Exercises:
[A] In the forum post about intermittent hard faults, which two things were updated before the problem appeared?
[B] The forum post about intermittent hard faults says the PC value of 0x2000000 looks strange. Explain why the poster still believes that this address is real in some sense.
[C] In the forum post about intermittent hard faults, copy the passage that begins at the words "AVoel.1 · ‎2022-01-21" and stops after "in some sense.", but change "gremlin" to "bug".

Debugging Intermittent Hard Fault on Reset - HELP!

AVoel.1 · ‎2022-01-21

We've got code that's been working for months. We updated the HAL Drivers and IDE, and now we got a gremlin. Now we have intermittent hard faults after an external hardware reset, but only when using STMCubeProgrammer (not the IDE) to program the MCU, and seemingly only after a full chip erase before programming. We've instrumented the hardfault handler and we see the attached output when it happens:

So two questions. This output looks very strange, especially the PC being at address 0x2000000. I've tested the tracing code with intentional hard faults, and it works fine, so I think this address is real in some sense.

Second question - does anyone know how to programmatically generate a call stack from the hard fault handler? I've seen posts using gnu Unwind_Backtrace, but none of them have any explanation as to how anything works.

Any help would be greatly appreciated!! We are burning days of time trying to figure this out.

Provided records:

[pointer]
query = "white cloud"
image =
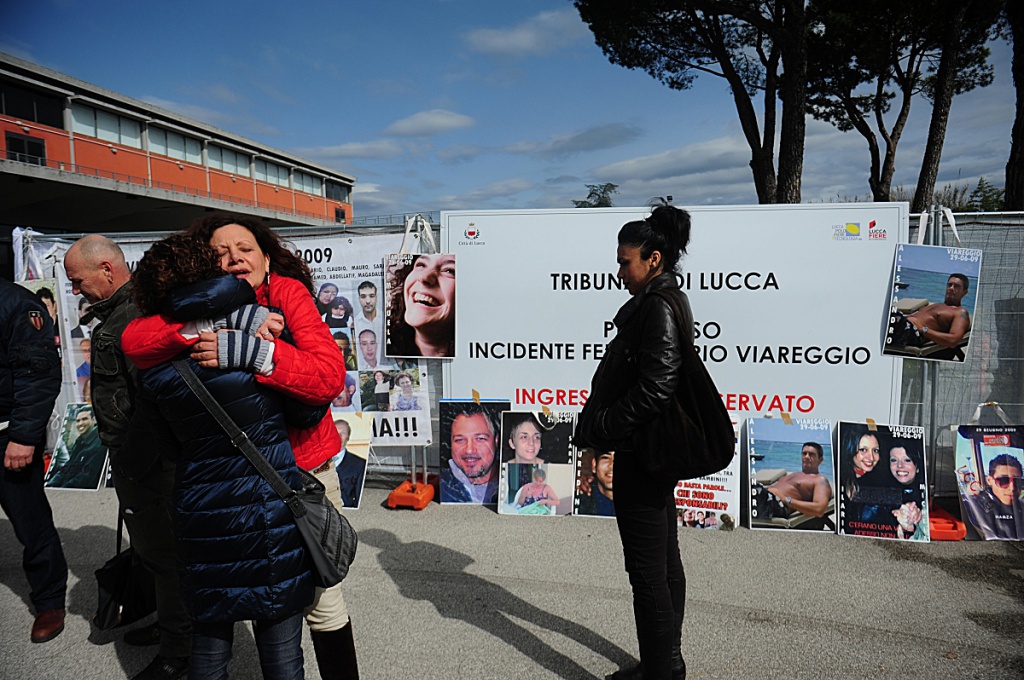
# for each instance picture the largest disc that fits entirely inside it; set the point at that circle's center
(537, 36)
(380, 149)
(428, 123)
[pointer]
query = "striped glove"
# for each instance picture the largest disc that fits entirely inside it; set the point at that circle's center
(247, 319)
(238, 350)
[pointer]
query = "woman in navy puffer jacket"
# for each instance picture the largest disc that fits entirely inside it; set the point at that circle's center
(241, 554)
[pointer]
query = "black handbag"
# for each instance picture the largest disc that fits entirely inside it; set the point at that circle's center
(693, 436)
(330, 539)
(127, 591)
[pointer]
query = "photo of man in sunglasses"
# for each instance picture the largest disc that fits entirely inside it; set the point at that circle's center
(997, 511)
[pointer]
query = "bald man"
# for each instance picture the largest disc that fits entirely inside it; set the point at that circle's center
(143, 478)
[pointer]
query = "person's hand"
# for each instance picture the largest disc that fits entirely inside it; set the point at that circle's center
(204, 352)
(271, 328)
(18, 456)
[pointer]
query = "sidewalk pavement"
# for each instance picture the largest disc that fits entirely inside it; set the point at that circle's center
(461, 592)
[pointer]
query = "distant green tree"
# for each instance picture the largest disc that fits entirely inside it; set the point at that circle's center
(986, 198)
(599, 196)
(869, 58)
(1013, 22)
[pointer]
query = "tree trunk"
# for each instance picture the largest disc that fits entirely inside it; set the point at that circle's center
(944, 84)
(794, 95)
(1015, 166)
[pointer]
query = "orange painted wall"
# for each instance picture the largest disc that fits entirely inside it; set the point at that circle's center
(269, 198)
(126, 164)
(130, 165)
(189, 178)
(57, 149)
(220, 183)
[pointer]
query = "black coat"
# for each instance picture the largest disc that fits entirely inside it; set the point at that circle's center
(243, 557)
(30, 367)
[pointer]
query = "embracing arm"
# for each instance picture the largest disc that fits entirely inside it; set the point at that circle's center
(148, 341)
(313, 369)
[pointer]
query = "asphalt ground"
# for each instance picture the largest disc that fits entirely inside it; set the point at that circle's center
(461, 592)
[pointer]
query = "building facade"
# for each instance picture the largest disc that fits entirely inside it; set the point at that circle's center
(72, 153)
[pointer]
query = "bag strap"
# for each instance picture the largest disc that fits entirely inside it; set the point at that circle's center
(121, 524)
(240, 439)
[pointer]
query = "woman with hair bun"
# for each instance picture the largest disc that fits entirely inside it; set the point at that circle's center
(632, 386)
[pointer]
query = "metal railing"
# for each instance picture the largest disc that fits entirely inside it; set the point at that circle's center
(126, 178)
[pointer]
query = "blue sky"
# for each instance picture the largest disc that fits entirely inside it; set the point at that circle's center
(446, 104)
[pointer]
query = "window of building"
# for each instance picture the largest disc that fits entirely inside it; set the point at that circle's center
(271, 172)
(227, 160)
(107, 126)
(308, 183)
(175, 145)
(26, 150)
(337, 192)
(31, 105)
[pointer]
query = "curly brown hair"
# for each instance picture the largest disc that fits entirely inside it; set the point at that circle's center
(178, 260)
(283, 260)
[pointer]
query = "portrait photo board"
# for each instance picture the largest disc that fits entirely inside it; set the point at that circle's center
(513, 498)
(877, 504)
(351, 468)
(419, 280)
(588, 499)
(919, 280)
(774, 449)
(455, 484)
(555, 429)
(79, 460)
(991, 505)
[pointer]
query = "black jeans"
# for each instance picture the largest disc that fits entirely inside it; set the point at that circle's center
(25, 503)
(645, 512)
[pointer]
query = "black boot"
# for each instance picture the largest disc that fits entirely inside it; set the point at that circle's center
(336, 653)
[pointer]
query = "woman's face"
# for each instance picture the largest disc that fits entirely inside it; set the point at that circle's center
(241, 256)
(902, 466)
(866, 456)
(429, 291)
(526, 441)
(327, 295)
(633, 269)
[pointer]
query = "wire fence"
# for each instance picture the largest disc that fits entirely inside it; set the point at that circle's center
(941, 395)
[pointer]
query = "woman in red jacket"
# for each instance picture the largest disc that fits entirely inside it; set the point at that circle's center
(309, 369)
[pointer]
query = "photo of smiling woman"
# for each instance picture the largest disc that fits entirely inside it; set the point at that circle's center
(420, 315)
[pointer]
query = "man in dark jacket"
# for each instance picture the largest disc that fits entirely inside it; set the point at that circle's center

Results in order:
[A] The HAL Drivers and the IDE.

[B] The poster tested the tracing code with intentional hard faults, and it worked correctly. Because of this, the poster trusts the reported address.

[C]
AVoel.1 · ‎2022-01-21

We've got code that's been working for months. We updated the HAL Drivers and IDE, and now we got a bug. Now we have intermittent hard faults after an external hardware reset, but only when using STMCubeProgrammer (not the IDE) to program the MCU, and seemingly only after a full chip erase before programming. We've instrumented the hardfault handler and we see the attached output when it happens:

So two questions. This output looks very strange, especially the PC being at address 0x2000000. I've tested the tracing code with intentional hard faults, and it works fine, so I think this address is real in some sense.